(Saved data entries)
● ● ● ●

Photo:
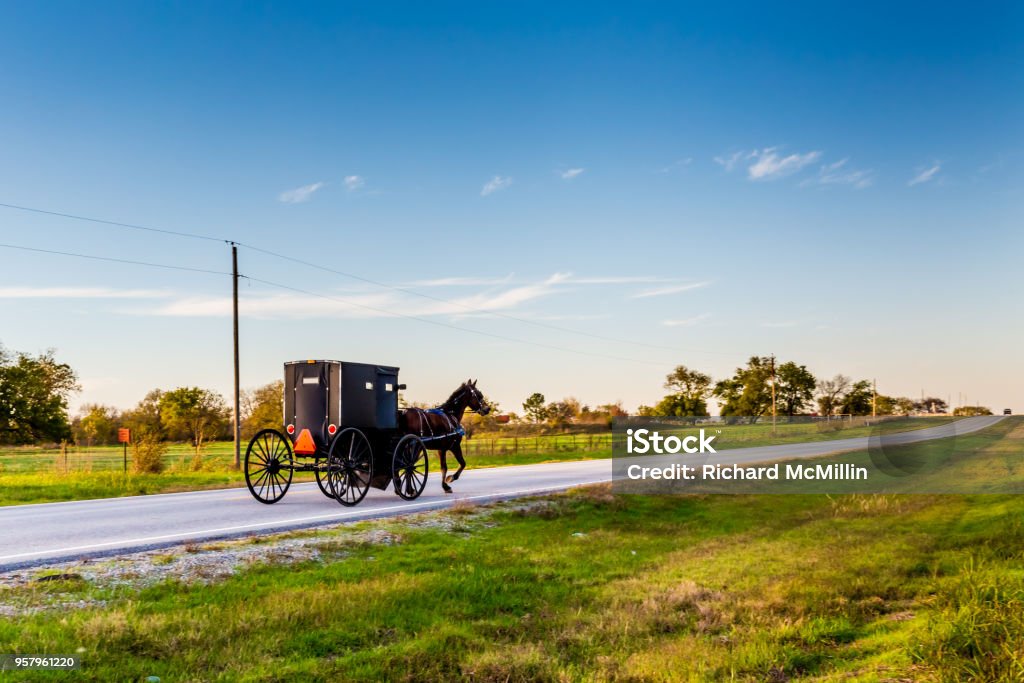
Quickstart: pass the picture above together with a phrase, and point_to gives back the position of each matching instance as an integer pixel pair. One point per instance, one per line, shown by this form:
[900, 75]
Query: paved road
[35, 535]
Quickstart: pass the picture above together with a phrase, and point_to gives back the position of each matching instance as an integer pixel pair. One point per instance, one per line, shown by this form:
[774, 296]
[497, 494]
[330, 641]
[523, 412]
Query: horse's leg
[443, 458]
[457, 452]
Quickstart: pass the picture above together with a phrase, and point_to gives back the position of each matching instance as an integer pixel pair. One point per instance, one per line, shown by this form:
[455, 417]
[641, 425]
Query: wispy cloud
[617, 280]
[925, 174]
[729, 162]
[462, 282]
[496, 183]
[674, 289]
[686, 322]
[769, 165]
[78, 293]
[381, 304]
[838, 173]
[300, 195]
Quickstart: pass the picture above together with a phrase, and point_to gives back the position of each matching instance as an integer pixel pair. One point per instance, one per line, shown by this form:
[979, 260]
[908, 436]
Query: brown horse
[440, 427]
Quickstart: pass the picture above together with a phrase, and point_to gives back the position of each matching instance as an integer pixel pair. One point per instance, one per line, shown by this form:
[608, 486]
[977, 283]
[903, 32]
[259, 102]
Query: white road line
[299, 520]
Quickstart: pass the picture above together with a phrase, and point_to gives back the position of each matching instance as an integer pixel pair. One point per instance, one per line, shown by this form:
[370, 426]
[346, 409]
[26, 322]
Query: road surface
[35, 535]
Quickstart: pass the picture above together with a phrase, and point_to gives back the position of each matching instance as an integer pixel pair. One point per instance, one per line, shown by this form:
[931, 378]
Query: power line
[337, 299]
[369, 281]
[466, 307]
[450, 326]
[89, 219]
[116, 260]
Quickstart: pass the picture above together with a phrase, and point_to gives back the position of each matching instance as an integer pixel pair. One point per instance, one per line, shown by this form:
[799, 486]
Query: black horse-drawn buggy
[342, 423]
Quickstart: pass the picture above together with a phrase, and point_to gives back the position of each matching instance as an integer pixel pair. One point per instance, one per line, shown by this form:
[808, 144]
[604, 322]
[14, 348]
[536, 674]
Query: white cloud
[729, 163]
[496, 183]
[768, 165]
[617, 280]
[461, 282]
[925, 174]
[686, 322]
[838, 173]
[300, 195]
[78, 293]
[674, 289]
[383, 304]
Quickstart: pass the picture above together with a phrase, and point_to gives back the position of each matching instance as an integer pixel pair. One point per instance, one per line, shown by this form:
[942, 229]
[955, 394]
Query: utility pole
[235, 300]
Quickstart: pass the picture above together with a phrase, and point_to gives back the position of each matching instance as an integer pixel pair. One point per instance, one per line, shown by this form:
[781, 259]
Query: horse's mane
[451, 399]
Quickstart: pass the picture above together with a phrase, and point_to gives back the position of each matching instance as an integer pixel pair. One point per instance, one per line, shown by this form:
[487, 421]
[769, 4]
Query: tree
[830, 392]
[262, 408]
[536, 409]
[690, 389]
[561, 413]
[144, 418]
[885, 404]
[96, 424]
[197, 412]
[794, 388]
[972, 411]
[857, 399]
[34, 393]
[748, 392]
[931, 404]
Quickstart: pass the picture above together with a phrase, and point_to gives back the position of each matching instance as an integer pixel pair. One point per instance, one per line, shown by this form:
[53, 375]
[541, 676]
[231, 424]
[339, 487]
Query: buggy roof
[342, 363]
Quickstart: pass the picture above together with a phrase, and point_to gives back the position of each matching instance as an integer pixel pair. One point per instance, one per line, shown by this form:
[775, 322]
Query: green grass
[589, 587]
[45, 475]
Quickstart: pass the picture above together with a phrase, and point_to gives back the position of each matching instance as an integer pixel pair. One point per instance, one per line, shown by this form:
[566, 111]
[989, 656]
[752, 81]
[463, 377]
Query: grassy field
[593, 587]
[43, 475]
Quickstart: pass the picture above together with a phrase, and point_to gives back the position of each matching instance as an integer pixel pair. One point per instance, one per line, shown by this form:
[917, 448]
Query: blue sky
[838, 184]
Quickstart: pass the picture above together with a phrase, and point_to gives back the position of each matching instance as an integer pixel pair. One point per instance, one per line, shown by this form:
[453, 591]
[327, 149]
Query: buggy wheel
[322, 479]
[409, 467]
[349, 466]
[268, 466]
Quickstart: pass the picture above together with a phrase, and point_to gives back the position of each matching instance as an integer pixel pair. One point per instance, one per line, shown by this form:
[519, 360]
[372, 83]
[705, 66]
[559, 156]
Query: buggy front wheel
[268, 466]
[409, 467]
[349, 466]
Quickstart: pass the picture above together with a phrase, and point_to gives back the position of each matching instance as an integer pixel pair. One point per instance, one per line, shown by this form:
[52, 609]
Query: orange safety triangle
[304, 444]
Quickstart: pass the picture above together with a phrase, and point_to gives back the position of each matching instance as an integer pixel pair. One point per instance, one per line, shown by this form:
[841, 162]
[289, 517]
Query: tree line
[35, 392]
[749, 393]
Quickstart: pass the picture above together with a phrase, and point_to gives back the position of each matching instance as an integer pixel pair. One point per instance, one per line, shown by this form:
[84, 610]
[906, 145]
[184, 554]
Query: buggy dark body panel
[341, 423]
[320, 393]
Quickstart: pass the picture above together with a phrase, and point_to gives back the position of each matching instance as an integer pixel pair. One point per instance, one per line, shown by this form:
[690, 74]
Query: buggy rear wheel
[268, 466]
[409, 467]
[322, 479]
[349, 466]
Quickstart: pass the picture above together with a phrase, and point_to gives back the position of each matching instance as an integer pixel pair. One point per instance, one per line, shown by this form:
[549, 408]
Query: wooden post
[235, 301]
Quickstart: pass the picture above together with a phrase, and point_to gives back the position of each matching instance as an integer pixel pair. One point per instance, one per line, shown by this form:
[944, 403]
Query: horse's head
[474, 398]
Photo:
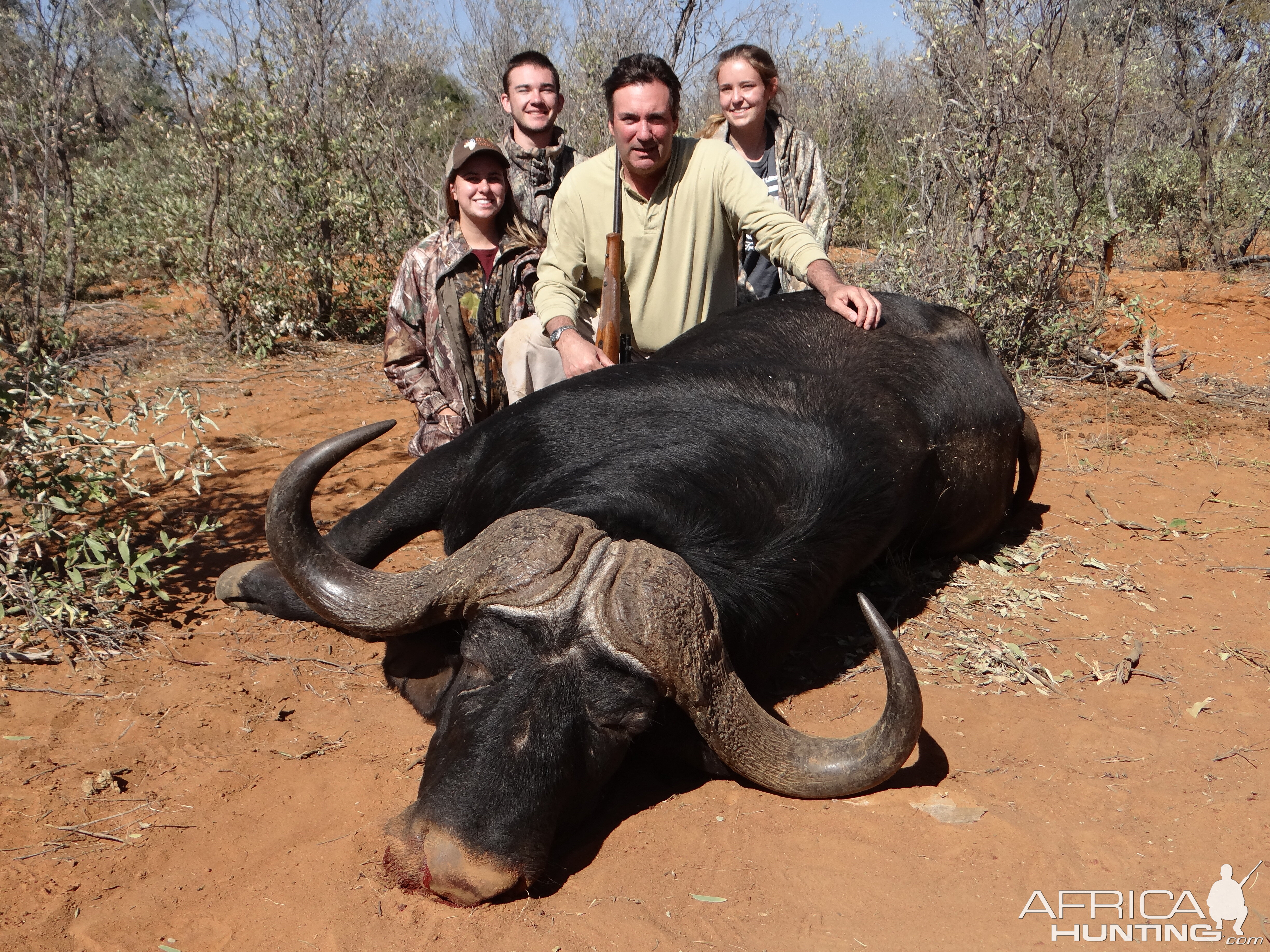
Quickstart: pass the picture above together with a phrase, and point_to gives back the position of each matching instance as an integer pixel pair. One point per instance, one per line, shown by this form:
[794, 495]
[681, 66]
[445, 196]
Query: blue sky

● ● ● ●

**Problem details:**
Leave out the pictures and repeat everything else in the records exactly.

**Finished answer:**
Photo:
Quickstart: pass the picture above together with a phrase, and point_to gives back the position of each matching instance as an integer pixel pair. One point per instance, one per line, shown by this form:
[900, 75]
Query: paved road
[35, 535]
Quickstart: pass the picture above together with a phrase, and point_to gives back the position of each matching instance as an integer pixel pair. One point per instance, one per line, shown by this form:
[774, 296]
[497, 494]
[330, 641]
[523, 412]
Query: horse's leg
[443, 458]
[457, 452]
Quickstart: pass the picture above together with a phrase, and point_to gives back the position of each matching instance as an integer pixel pair. One point per instance, one per line, shown by this form:
[455, 417]
[641, 425]
Query: wispy cloud
[617, 280]
[925, 174]
[729, 162]
[462, 282]
[496, 183]
[674, 289]
[686, 322]
[769, 165]
[78, 293]
[381, 304]
[838, 173]
[300, 195]
Quickstart: pass the picture above together with a phrase, and point_to gives back the position of each matching instance as an integer pixel pair. One point per instance, one per line, shown by this form:
[979, 260]
[908, 436]
Query: brown horse
[440, 427]
Quickstart: pass the picture above together with a phrase, and point_to gives back the position of each matching instance as an integer pixel pair. One point per instance, one per line, shown by this form:
[608, 486]
[977, 283]
[903, 32]
[259, 102]
Query: white road line
[299, 520]
Quickstart: pass the picture above together with a phrase, and point_to gives back the position of each matching instance as an integer pixel pair. One point per instance, one per line, shown by this form:
[370, 426]
[346, 409]
[26, 322]
Query: road surface
[35, 535]
Quickstart: pass the picture above together with a phrase, and point_to gives back the position of each matching instance as an integer pixel pair. One point per instance, one per line, shown by this form:
[931, 378]
Query: power line
[337, 299]
[369, 281]
[466, 307]
[450, 326]
[89, 219]
[116, 260]
Quickstart: pass the picture above together with a phrase, and point_to gives back the position of each matching instance as an integer pixel pair. One point per instance, one per line, shown by this form:
[799, 486]
Query: black horse-drawn buggy
[342, 423]
Quickstart: pass the picture above together with a phrase, and point_to gives back the position of each matching instance as an integer pixel pair. One point per instance, one per line, shown by this form:
[808, 144]
[604, 322]
[14, 348]
[536, 674]
Query: white cloud
[729, 163]
[496, 183]
[768, 165]
[617, 280]
[461, 282]
[925, 174]
[686, 322]
[838, 173]
[300, 195]
[78, 293]
[674, 289]
[383, 304]
Quickstart: pass the picture above together with a phrase, and point_to gives back the position of each matching instance as an integer pixel pair. One point per instance, one per line, shown by this form:
[942, 229]
[955, 394]
Query: utility pole
[235, 300]
Quickstart: pass the picture above together with a phrase, and point_to gives back the position of each matching instance as an integer pixel pair. One point per instance, one per line, shown by this form:
[781, 259]
Query: horse's mane
[451, 399]
Quickstart: pass the picture above together with a phrase, and point_to gives back the position of each matching instance as an integer pixel pair. One point per instance, one per line, shown by this form:
[487, 421]
[769, 4]
Query: tree
[830, 392]
[262, 408]
[536, 409]
[690, 389]
[561, 413]
[144, 418]
[885, 404]
[96, 424]
[197, 412]
[794, 388]
[972, 411]
[857, 399]
[34, 393]
[748, 392]
[931, 404]
Quickstart: pass the picture above together with a phrase, and point_to gives back the position of each matching instance as an integer pixel pair. One point per instance, one per line, shown by this form:
[53, 375]
[541, 676]
[231, 424]
[339, 487]
Query: buggy roof
[342, 363]
Quickstart: pass the picture above together with a phrase, and point_to gives back the position of each matching instance as an integer pixel pair. One point per instance, one per line, shown by this form:
[775, 322]
Query: green grass
[589, 587]
[45, 475]
Quickstart: pass the picture above together with a phrase, and point_to gives back the position of each matching instance as an integer pixel pair. One point per instance, one per line, shown by this form:
[566, 111]
[989, 656]
[752, 81]
[463, 377]
Query: grassy field
[593, 587]
[43, 475]
Quickstart: pass the picture above together with a phrase, and point_to gives back the position of each matching instance as an integer pixel pair. One point per instance, one per line, shown by this form:
[917, 448]
Query: blue sky
[838, 184]
Quickstart: pass the picture above together with a phrase, and point_to gives back the position of each matching instance as an integer pixel pair. One point per instance, one per line, shown by this form:
[453, 591]
[327, 149]
Query: buggy wheel
[322, 479]
[409, 467]
[349, 466]
[268, 466]
Quickstart: pass the picture above together with a phrase, and point_to gives back the position of each matching instance as an integer pixel pair. One point per instance, one per line, shown by this form:
[519, 360]
[372, 83]
[705, 66]
[559, 156]
Query: buggy front wheel
[268, 466]
[409, 467]
[349, 466]
Quickstart: pass the picture above together with a phrase, and point_to gives back the position of each matching instance as an integer pixel pair. One point per instance, one per line, shown by this form:
[52, 609]
Query: orange safety triangle
[304, 444]
Quickstart: pass the picture above together with a phrase, and point_to gives back the position of each matching instance as an integer pixel pair. One point per instance, one per line, shown by this form:
[841, 162]
[289, 517]
Query: tree line
[35, 392]
[749, 393]
Quickstart: pass the picture above together with a phrase, and point_to gives back the position of each matching instance as an integer pixel pair. One point per instance, one per line, shown by this form:
[84, 610]
[906, 145]
[184, 554]
Query: buggy dark body panel
[341, 423]
[320, 393]
Quickstart: pass the picture above together with a phrase, and point_to gives back the position of each matching instance as an integer pixel pair. One point per instance, one per line, shown by this form:
[690, 74]
Query: buggy rear wheel
[268, 466]
[409, 467]
[322, 479]
[349, 466]
Quickstart: pass the picture above together with a phrase, and point_to gives back the position of each matching instance as an integer pixel pair. One point per instance, one per line, shown by this form:
[549, 408]
Query: wooden post
[235, 301]
Quickstart: pass the picture above together with a phrase, and point_to gives back the position of each matching instance as an integer pixel pair. One point per instance, one per line, shown by this form:
[944, 403]
Query: horse's head
[474, 398]
Photo:
Quickstart: pass the picture above together with a phrase, and point_to gives back the position of each matching instance as an integer pixel pair. One point per instance, one per line, shown by this form:
[794, 495]
[681, 66]
[445, 196]
Query: blue sky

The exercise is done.